▶ [Provided entries]:
## BEGIN
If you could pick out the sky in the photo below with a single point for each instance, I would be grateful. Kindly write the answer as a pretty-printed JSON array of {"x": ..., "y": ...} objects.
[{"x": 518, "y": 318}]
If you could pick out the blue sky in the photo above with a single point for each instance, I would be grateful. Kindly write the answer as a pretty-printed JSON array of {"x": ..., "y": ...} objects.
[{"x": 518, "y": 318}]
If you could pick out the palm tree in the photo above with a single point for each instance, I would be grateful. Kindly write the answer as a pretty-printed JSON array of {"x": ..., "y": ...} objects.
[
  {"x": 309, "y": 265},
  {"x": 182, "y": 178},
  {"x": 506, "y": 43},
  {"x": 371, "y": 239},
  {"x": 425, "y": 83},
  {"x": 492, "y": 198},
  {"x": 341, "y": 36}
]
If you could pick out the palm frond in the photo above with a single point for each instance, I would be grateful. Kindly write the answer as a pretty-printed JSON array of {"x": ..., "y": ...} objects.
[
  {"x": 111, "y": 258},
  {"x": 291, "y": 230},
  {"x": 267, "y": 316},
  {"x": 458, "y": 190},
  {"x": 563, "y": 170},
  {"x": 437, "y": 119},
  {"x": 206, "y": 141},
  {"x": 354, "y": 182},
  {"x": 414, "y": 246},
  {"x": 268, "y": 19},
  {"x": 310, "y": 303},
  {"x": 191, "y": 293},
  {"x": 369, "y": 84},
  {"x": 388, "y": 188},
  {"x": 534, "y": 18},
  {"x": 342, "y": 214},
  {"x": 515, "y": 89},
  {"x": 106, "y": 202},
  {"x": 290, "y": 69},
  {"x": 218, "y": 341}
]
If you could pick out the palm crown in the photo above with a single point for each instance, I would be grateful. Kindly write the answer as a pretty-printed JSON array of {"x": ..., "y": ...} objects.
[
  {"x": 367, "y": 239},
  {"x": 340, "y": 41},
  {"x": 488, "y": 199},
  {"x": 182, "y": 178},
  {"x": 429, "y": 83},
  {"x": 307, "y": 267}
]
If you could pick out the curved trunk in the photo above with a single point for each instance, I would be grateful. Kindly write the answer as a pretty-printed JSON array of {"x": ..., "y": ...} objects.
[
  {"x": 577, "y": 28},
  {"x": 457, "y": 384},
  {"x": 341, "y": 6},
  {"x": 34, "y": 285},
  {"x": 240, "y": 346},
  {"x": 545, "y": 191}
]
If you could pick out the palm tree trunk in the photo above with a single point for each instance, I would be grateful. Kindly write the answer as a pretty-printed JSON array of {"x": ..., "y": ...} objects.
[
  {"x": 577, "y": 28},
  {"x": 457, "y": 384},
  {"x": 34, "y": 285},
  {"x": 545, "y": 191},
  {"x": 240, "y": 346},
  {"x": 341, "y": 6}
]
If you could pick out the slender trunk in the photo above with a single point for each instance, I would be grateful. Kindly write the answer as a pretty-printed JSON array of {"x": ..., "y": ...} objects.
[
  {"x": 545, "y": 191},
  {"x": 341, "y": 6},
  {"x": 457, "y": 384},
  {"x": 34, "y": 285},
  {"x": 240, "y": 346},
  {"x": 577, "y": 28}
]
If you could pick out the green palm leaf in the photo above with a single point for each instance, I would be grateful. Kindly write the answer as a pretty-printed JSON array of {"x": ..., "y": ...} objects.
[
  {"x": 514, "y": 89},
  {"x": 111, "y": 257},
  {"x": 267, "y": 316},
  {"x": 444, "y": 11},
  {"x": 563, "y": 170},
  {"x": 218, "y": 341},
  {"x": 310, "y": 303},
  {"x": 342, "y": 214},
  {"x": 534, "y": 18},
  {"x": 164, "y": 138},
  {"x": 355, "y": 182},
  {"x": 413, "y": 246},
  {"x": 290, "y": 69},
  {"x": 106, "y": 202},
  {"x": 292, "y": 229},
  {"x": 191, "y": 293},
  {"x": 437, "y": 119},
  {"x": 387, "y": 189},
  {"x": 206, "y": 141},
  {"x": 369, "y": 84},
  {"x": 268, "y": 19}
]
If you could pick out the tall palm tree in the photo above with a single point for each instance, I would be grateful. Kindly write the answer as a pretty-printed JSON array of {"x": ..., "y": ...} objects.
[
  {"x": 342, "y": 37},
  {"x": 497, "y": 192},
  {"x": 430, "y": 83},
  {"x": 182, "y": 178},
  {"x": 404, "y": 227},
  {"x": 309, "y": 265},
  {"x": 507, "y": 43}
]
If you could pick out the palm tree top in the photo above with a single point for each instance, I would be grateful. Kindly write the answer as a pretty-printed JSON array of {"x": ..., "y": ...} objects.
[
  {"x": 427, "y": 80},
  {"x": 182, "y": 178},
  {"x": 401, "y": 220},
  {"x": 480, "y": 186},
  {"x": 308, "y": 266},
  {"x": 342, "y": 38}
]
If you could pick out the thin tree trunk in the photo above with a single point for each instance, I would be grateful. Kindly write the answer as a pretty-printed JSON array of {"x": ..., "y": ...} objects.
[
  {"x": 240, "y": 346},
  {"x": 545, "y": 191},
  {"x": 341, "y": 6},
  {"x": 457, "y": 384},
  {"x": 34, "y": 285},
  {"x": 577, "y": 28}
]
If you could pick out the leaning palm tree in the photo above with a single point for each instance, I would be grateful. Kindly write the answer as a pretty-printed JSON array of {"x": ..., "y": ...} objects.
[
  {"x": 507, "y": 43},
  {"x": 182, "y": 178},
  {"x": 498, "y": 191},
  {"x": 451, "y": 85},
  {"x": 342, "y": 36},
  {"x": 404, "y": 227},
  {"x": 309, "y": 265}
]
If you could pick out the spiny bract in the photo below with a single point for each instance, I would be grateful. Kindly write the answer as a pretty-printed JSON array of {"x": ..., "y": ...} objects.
## END
▶ [Task statement]: Reproduce all of the entries above word for word, keeping every line in its original order.

▶ [Output below]:
If you could pick out the sky in the photo below with a single point for each instance, I would be grateful. Kindly write the answer as a pretty-printed JSON array of {"x": ..., "y": ...} objects.
[{"x": 518, "y": 318}]
If you could pick out the blue sky in the photo above with a single point for each instance, I would be grateful. Kindly write the answer as a pretty-printed JSON array of {"x": ..., "y": ...} objects.
[{"x": 518, "y": 318}]
If you could pick out the palm tree in the photo above with a single point for each instance, I would be grateful. Kindly write the answer as a pretty-printed JSON array of {"x": ..., "y": ...} objects.
[
  {"x": 309, "y": 265},
  {"x": 182, "y": 178},
  {"x": 506, "y": 43},
  {"x": 371, "y": 239},
  {"x": 425, "y": 83},
  {"x": 492, "y": 198},
  {"x": 341, "y": 36}
]
If you could pick out the palm frond in the photo above with a single point for each instance, I would be grateful. Kindly write the answer as a pretty-printed JSON array of {"x": ..., "y": ...} objects.
[
  {"x": 111, "y": 258},
  {"x": 291, "y": 230},
  {"x": 267, "y": 316},
  {"x": 458, "y": 190},
  {"x": 563, "y": 170},
  {"x": 437, "y": 119},
  {"x": 206, "y": 141},
  {"x": 354, "y": 182},
  {"x": 414, "y": 246},
  {"x": 268, "y": 19},
  {"x": 310, "y": 303},
  {"x": 191, "y": 293},
  {"x": 369, "y": 84},
  {"x": 388, "y": 188},
  {"x": 534, "y": 18},
  {"x": 342, "y": 214},
  {"x": 515, "y": 89},
  {"x": 106, "y": 202},
  {"x": 290, "y": 69},
  {"x": 218, "y": 341}
]
If you could pick out the palm crown in the photo above with a single point for each instance, I would be grateful. Kindly write the answer as a pretty-printed JSON array of {"x": ..., "y": ...} objects.
[
  {"x": 367, "y": 239},
  {"x": 340, "y": 41},
  {"x": 488, "y": 199},
  {"x": 182, "y": 178},
  {"x": 429, "y": 83},
  {"x": 307, "y": 267}
]
If you could pick out the curved trunk in the photo above with a single point for each instance, I would be grateful. Kindly write the answer as a pretty-printed JSON array of {"x": ..., "y": ...} objects.
[
  {"x": 577, "y": 28},
  {"x": 457, "y": 384},
  {"x": 341, "y": 6},
  {"x": 34, "y": 285},
  {"x": 240, "y": 346},
  {"x": 545, "y": 191}
]
If you could pick out the palm tree trunk in the photo above with a single point for each instance, I would be grateful. Kindly write the answer as a pretty-printed JSON array of {"x": ..., "y": ...} objects.
[
  {"x": 577, "y": 28},
  {"x": 457, "y": 384},
  {"x": 34, "y": 285},
  {"x": 545, "y": 191},
  {"x": 240, "y": 346},
  {"x": 341, "y": 6}
]
If you could pick out the slender trunk in the photo above with a single point for each instance, I would be grateful. Kindly write the answer as a pretty-printed JSON array of {"x": ..., "y": ...} objects.
[
  {"x": 545, "y": 191},
  {"x": 341, "y": 6},
  {"x": 457, "y": 384},
  {"x": 34, "y": 285},
  {"x": 240, "y": 346},
  {"x": 577, "y": 28}
]
If you could pick out the green palm leaf in the photo above with a single point for each instance, I would be grateful. Kindly write the answer as a pretty-printed JSON array of {"x": ..., "y": ...} objects.
[
  {"x": 514, "y": 89},
  {"x": 111, "y": 257},
  {"x": 267, "y": 316},
  {"x": 444, "y": 11},
  {"x": 563, "y": 170},
  {"x": 218, "y": 341},
  {"x": 310, "y": 303},
  {"x": 342, "y": 214},
  {"x": 534, "y": 18},
  {"x": 164, "y": 138},
  {"x": 355, "y": 182},
  {"x": 413, "y": 246},
  {"x": 290, "y": 69},
  {"x": 106, "y": 202},
  {"x": 292, "y": 229},
  {"x": 191, "y": 293},
  {"x": 437, "y": 119},
  {"x": 387, "y": 189},
  {"x": 206, "y": 141},
  {"x": 369, "y": 84},
  {"x": 268, "y": 19}
]
If you could pick out the tall palm tree in the photo above with a single point for each instance, I would be grateful. Kindly write the answer as a pretty-printed JSON array of {"x": ..., "y": ...} objects.
[
  {"x": 342, "y": 37},
  {"x": 497, "y": 192},
  {"x": 430, "y": 83},
  {"x": 182, "y": 178},
  {"x": 404, "y": 227},
  {"x": 309, "y": 265},
  {"x": 507, "y": 43}
]
If you could pick out the palm tree top in the photo above with a single point for each instance, I would be grateful. Kindly write the answer as a pretty-printed JSON array of {"x": ..., "y": ...} objects.
[
  {"x": 427, "y": 80},
  {"x": 182, "y": 178},
  {"x": 401, "y": 220},
  {"x": 480, "y": 186},
  {"x": 308, "y": 266},
  {"x": 342, "y": 38}
]
If you could pick out the thin tree trunk in the photo above with a single point for each instance, I would be grateful. Kindly write the answer as a pretty-printed JSON array of {"x": ..., "y": ...} objects.
[
  {"x": 240, "y": 346},
  {"x": 545, "y": 191},
  {"x": 341, "y": 6},
  {"x": 457, "y": 384},
  {"x": 34, "y": 285},
  {"x": 577, "y": 28}
]
If you could pick out the leaning palm tree in the photo above with a single point for each instance, I would be grateful. Kindly write the answer as a pretty-printed JSON array of {"x": ..., "y": ...} objects.
[
  {"x": 507, "y": 43},
  {"x": 182, "y": 178},
  {"x": 498, "y": 191},
  {"x": 451, "y": 85},
  {"x": 342, "y": 36},
  {"x": 404, "y": 227},
  {"x": 309, "y": 265}
]
If you could pick out the spiny bract in the photo below with a single point for each instance, I would be grateful. Kindly write the answer as a pretty-printed JSON array of {"x": ..., "y": ...} objects.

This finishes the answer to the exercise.